Document extract START

Tuesday, November 15, 2011 by: S. L. Baker, features writer
It turns out, according to a report just published in the November issue of the Archives of Neurology, that it’s not the cancer but the treatment for breast cancer — specifically chemotherapy — that could be causing a significant amount of the neurological impairment with poor outcomes seen in women with breast cancer.
Shelli R. Kesler, Ph.D., and colleagues at Stanford University School of Medicine, Stanford, California, conducted an observational study to investigate whether patterns of brain activation differed between breast cancer survivors who were treated with chemotherapy and those who didn’t have chemo. The research team also compared the brain activity of these breast cancer survivors to the brain activity of healthy women who were cancer-free.
In all, the study involved 25 women with breast cancer who received chemotherapy, 19 women with breast cancer who did not undergo chemotherapy, and 18 healthy female controls. All the research subjects were matched for age and other variables. The women were asked to perform a variety of tasks while the scientists used functional MRIs to measure and document activation in several areas of the women’s brains.

Document extract END
Data START

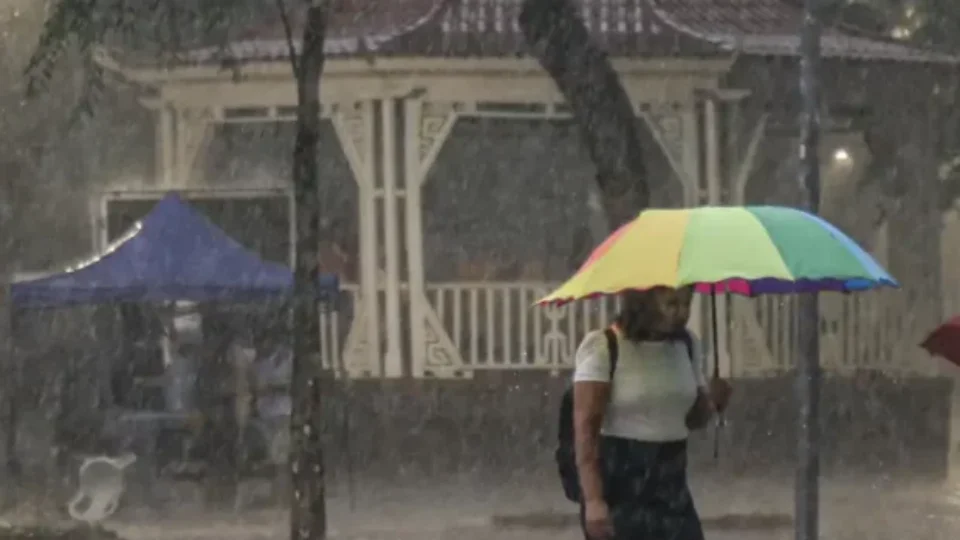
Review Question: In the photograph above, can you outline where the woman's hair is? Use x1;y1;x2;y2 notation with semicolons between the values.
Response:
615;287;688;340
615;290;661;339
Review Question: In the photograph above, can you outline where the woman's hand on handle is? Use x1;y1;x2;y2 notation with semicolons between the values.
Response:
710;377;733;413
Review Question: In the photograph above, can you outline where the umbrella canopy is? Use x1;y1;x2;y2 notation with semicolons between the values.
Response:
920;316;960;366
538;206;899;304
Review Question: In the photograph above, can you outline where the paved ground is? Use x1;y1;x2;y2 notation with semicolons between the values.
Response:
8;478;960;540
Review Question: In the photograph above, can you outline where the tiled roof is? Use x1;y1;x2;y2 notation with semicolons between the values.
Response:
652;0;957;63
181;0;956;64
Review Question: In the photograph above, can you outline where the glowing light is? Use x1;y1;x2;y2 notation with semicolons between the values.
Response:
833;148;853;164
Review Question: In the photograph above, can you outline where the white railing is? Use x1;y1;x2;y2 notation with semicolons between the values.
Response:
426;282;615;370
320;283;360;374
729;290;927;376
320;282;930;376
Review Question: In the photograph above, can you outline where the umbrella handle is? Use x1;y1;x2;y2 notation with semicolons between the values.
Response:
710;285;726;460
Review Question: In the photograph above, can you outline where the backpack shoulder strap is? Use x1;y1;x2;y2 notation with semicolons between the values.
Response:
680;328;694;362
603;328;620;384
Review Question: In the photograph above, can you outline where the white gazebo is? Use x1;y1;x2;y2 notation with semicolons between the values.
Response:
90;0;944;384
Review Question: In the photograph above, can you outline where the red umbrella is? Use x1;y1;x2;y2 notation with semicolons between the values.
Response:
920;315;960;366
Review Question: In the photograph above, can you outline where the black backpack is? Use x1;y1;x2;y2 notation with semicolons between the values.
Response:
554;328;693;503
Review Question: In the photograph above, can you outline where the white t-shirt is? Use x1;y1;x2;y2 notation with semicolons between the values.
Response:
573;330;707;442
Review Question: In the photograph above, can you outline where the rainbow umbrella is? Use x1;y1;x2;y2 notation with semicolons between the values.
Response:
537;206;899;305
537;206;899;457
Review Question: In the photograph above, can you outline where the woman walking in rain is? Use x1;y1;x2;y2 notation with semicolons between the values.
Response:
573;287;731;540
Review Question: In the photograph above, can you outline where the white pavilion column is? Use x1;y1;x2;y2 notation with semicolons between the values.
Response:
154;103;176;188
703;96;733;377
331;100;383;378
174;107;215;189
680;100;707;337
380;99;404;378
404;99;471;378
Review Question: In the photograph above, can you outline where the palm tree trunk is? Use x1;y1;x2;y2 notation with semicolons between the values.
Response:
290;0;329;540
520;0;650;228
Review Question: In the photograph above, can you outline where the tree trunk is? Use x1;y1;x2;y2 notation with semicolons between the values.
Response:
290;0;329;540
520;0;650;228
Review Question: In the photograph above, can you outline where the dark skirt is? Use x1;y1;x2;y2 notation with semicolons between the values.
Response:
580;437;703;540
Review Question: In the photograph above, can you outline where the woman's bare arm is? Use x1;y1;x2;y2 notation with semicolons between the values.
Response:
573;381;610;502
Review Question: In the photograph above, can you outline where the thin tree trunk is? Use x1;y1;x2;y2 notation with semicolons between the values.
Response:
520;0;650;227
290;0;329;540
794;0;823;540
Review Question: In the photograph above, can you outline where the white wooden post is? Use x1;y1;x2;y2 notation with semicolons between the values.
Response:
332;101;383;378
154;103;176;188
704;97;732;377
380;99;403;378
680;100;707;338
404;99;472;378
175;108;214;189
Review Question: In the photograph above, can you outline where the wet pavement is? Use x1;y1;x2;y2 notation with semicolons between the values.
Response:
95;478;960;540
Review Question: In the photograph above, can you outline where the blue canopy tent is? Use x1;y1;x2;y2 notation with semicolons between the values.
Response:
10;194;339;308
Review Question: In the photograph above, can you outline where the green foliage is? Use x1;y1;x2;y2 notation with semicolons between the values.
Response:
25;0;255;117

Data END

> **Problems to solve**:
1 - Duplicate the passage of the chemotherapy article starting at "In all, the" and ending at "the women’s brains.".
2 - Render this sentence from the chemotherapy article in Spanish: "All the research subjects were matched for age and other variables."
3 - Resume the chemotherapy article, beginning immediately after its final sentence.
The lines above come from a source separate from the chemotherapy article.

> **Answers by item**:
1 -
In all, the study involved 25 women with breast cancer who received chemotherapy, 19 women with breast cancer who did not undergo chemotherapy, and 18 healthy female controls. All the research subjects were matched for age and other variables. The women were asked to perform a variety of tasks while the scientists used functional MRIs to measure and document activation in several areas of the women’s brains.

2 - Todas las participantes de la investigación fueron emparejadas por edad y otras variables.

3 -
Imaging tests showed specific areas of brain injury
“Women with breast cancer demonstrated significantly reduced activation in the left middle dorsolateral prefrontal cortex and premotor cortex compared with healthy controls,” the authors reported in the paper. “The chemotherapy group also demonstrated significantly reduced left caudal lateral prefrontal cortex activation and increased perseverative errors and reduced processing speed compared with the other two groups.”
So what does this mean in plain English? The researchers concluded that primary breast cancer may cause measurable brain injury but chemotherapy clearly showed significant negative effects on brain function. The damage caused by chemotherapy was more likely to be increased in older women and those with less education, too.
“Women treated with chemotherapy may show additional prefrontal deficits and have difficulty compensating for neurobiological changes such that they also show impaired executive function,” the scientists concluded in their research paper.
This is very worrisome because executive function is a critical part of normal brain function. The components of executive function include working memory and recall (holding facts in your mind while working on a problem and accessing facts stored in long-term memory); paying attention and completing tasks; emotional control, such as thinking before acting and speaking; using self-talk to control behavior; and complex problem solving including analyzing issues and coming up with new ideas.